━━━ EXTRACTED INFORMATION ━━━
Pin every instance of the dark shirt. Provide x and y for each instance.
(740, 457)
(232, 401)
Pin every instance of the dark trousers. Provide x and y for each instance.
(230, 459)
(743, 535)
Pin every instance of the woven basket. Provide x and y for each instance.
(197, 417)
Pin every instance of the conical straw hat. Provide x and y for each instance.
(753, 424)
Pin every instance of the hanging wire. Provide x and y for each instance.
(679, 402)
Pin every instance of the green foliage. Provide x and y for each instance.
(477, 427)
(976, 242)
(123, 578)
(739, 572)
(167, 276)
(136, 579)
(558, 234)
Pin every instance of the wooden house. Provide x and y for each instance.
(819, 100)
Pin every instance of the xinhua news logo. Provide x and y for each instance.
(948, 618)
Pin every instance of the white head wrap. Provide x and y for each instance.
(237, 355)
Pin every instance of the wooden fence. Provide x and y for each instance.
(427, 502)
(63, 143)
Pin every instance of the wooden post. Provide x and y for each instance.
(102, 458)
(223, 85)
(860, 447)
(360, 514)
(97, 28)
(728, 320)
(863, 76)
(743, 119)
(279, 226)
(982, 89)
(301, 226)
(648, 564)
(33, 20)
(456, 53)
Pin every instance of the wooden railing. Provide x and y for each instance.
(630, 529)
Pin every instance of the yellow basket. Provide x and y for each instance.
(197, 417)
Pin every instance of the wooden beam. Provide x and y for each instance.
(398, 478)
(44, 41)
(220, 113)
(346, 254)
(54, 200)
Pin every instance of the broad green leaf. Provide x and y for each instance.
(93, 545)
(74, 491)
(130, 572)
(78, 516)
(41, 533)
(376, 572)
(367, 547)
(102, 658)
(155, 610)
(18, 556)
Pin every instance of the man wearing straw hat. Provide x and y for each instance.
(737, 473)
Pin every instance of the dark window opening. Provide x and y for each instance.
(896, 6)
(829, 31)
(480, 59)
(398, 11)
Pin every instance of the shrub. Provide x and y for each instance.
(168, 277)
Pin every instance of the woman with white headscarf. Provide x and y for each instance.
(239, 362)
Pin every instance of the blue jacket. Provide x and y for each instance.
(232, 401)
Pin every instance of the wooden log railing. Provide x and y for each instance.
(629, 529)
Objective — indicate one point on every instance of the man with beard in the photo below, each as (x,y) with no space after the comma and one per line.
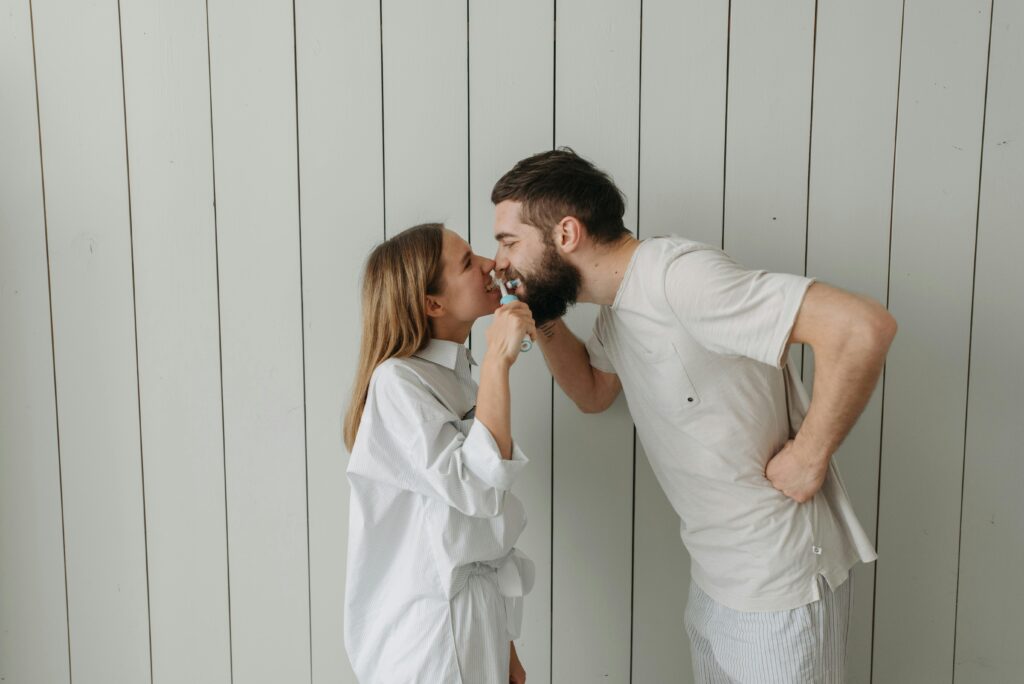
(698,346)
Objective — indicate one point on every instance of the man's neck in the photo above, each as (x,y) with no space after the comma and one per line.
(603,270)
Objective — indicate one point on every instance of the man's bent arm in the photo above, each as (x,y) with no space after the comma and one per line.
(850,336)
(590,389)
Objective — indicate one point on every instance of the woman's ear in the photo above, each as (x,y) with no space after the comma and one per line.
(568,234)
(435,307)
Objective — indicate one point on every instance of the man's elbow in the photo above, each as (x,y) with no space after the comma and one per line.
(878,330)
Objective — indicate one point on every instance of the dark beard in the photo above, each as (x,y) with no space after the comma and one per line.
(552,288)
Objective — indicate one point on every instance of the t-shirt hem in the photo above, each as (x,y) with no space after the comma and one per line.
(788,601)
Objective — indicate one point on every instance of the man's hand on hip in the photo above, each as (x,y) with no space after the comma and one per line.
(797,474)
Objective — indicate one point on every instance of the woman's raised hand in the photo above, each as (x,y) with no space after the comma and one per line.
(512,323)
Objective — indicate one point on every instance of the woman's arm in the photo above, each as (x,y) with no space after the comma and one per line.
(494,403)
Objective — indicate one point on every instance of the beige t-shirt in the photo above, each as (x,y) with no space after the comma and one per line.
(698,344)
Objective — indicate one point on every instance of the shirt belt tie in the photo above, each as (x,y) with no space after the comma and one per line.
(514,576)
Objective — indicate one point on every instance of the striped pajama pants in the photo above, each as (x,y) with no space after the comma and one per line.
(481,637)
(806,645)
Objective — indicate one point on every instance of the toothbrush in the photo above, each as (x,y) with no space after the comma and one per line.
(526,344)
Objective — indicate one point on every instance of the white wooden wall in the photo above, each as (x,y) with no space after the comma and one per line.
(187,191)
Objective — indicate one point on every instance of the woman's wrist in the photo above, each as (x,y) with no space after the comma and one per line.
(497,360)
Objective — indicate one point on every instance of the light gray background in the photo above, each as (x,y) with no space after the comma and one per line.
(187,191)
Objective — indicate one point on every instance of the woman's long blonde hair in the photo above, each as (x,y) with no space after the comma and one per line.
(398,275)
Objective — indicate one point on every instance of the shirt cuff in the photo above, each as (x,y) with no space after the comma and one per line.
(480,455)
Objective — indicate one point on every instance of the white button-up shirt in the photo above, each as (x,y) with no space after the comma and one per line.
(698,343)
(430,505)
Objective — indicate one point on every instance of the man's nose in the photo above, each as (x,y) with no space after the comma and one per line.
(501,262)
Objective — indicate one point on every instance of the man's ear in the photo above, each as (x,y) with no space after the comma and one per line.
(569,234)
(434,306)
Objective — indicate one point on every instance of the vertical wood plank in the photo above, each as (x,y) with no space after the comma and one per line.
(596,92)
(426,127)
(512,53)
(254,135)
(682,144)
(770,63)
(850,197)
(82,127)
(988,613)
(935,204)
(167,105)
(34,618)
(342,202)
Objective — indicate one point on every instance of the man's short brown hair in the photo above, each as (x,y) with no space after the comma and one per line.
(557,183)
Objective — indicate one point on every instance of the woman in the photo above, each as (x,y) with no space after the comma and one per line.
(434,588)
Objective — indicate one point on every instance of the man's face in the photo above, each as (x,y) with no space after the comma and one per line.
(549,284)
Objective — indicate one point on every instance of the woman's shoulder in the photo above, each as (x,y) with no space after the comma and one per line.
(396,375)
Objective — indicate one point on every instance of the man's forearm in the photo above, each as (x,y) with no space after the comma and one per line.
(568,361)
(845,376)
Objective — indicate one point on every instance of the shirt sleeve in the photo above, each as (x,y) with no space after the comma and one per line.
(733,310)
(595,349)
(413,442)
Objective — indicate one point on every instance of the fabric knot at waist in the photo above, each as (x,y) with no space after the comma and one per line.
(514,576)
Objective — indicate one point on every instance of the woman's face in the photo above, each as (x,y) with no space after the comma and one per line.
(467,293)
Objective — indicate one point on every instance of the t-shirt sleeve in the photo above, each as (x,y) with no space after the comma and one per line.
(733,310)
(598,354)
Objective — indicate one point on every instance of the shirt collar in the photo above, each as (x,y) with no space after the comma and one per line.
(444,352)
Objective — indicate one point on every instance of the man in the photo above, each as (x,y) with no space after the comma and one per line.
(698,345)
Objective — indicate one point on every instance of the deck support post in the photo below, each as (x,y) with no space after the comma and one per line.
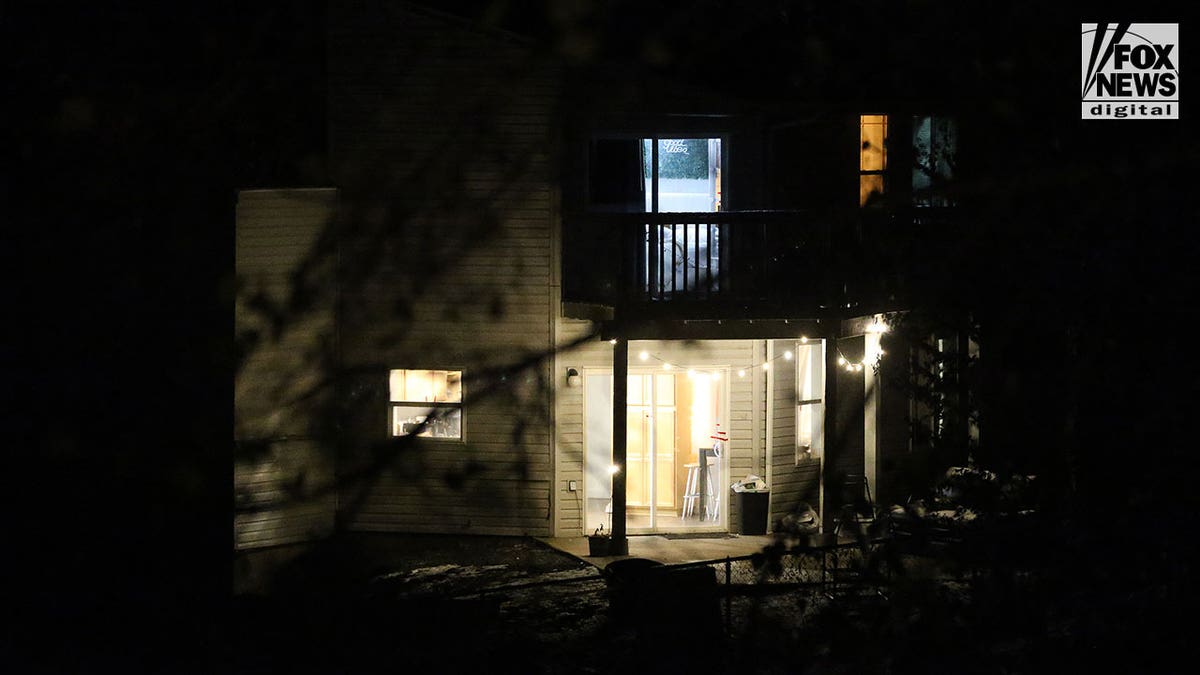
(619,543)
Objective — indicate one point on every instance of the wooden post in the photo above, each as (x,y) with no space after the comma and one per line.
(619,543)
(832,435)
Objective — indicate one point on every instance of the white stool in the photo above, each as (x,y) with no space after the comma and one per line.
(691,493)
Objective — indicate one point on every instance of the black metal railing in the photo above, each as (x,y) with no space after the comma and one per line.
(793,260)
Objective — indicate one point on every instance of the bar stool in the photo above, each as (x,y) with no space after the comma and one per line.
(713,495)
(691,493)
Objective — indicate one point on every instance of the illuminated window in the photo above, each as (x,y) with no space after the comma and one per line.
(426,402)
(810,400)
(873,159)
(935,148)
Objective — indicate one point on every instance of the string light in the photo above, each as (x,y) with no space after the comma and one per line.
(870,359)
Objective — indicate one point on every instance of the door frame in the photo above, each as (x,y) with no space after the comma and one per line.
(723,525)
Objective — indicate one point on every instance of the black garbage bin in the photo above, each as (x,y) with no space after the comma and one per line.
(753,506)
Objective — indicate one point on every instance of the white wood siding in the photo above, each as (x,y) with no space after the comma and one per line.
(282,490)
(445,137)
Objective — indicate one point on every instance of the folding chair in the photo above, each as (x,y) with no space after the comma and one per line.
(857,506)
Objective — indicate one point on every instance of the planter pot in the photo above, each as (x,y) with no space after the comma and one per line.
(598,544)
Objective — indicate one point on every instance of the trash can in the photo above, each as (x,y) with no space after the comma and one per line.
(753,506)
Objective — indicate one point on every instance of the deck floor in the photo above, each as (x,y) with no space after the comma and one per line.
(667,550)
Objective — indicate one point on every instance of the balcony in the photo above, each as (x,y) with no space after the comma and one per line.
(751,264)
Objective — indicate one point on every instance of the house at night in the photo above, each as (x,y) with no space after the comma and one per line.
(546,286)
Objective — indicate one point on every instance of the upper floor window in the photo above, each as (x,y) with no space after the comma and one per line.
(935,150)
(426,402)
(873,159)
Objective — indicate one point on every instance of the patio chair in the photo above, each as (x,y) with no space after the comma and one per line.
(857,506)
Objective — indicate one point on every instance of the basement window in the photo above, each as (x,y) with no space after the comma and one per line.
(935,150)
(426,402)
(873,157)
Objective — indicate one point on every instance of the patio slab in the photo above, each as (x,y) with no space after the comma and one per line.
(667,550)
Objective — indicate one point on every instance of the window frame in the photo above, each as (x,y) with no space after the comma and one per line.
(864,199)
(394,404)
(934,195)
(816,449)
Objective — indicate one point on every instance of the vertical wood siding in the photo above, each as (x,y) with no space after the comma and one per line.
(444,138)
(282,488)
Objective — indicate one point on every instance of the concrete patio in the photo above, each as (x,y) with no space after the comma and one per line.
(667,550)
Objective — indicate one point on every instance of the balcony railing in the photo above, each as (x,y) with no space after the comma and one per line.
(711,262)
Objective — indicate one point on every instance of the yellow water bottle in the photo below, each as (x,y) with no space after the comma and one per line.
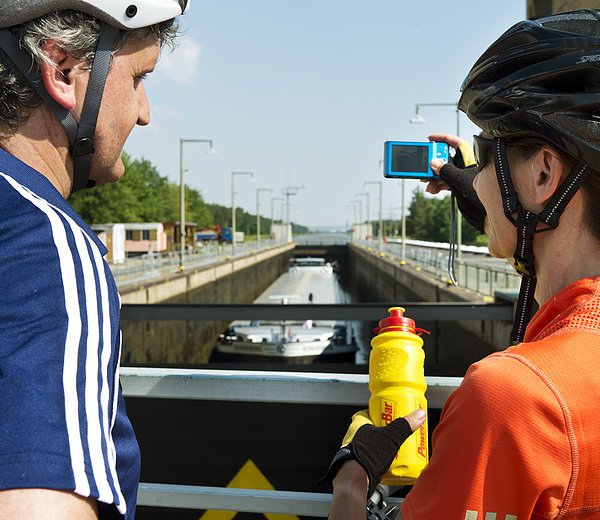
(397,385)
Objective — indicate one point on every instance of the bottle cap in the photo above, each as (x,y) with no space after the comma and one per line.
(397,321)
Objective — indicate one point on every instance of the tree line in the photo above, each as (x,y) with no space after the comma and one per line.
(428,218)
(143,195)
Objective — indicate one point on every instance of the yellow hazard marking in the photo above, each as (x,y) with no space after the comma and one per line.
(248,477)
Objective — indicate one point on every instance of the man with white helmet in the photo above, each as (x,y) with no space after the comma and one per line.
(71,91)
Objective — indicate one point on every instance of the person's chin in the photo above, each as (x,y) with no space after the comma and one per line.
(110,175)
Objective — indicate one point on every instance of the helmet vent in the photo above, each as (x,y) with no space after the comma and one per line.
(131,11)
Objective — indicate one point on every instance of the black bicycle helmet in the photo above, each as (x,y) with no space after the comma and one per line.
(542,78)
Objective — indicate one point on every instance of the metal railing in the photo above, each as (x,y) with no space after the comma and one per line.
(254,386)
(483,275)
(419,311)
(155,265)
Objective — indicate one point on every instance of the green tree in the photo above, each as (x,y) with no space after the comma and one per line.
(429,219)
(419,221)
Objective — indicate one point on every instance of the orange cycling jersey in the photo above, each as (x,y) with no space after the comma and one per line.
(520,438)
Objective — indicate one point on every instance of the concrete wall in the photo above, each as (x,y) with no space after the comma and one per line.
(452,346)
(183,342)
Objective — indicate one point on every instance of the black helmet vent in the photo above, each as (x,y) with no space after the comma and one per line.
(542,78)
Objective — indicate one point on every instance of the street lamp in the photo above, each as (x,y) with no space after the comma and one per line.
(273,199)
(359,202)
(233,174)
(418,119)
(366,194)
(290,191)
(268,190)
(182,233)
(380,206)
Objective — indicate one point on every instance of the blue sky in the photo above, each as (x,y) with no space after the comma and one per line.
(304,93)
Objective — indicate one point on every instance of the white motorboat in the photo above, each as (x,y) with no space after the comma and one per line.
(308,280)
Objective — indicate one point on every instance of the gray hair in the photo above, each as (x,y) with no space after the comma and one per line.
(77,33)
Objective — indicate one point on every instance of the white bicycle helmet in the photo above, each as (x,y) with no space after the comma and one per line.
(117,15)
(123,14)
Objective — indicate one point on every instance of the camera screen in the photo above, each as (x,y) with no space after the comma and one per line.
(407,158)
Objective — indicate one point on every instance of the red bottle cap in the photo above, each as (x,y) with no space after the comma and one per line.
(397,321)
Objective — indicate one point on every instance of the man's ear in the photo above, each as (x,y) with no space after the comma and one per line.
(57,76)
(549,171)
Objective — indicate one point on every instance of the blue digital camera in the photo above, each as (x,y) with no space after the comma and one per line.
(410,160)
━━━
Only the last part of the entries above is needed: please copy the line with "the white bicycle" and each line after it exactly.

• _OUTPUT OF THE TASK_:
Objective — indicate one point on every instance of the white bicycle helmet in the photo above, each as (x,y) with no space after the comma and one per line.
(117,15)
(123,14)
Objective — indicate one point on every instance of the camera screen in the photo above, each as (x,y) with no space after the comma and one per line.
(407,158)
Objective — indicate one point on every instance of the red bottle cap in the photo above, each as (x,y) with no space after the comma and one per line.
(397,321)
Objective — indicate one point on every instance of the man's ear in the photo above, each as (x,y) with no space after the comma and one per line.
(57,76)
(549,171)
Objective — indicate one point on every instance of the blue digital camera in the photo above, each as (x,y) with no space after the comma and one per line.
(410,160)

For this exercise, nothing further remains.